Please pick out each line below containing the word "undergrowth" and copy those lines.

# Input records start

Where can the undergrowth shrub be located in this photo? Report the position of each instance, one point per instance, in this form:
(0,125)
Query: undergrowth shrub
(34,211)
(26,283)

# Input records end

Solution:
Where can the undergrowth shrub be located in this photo? Report the position of each instance, one point per instance, in this form:
Query: undergrowth shrub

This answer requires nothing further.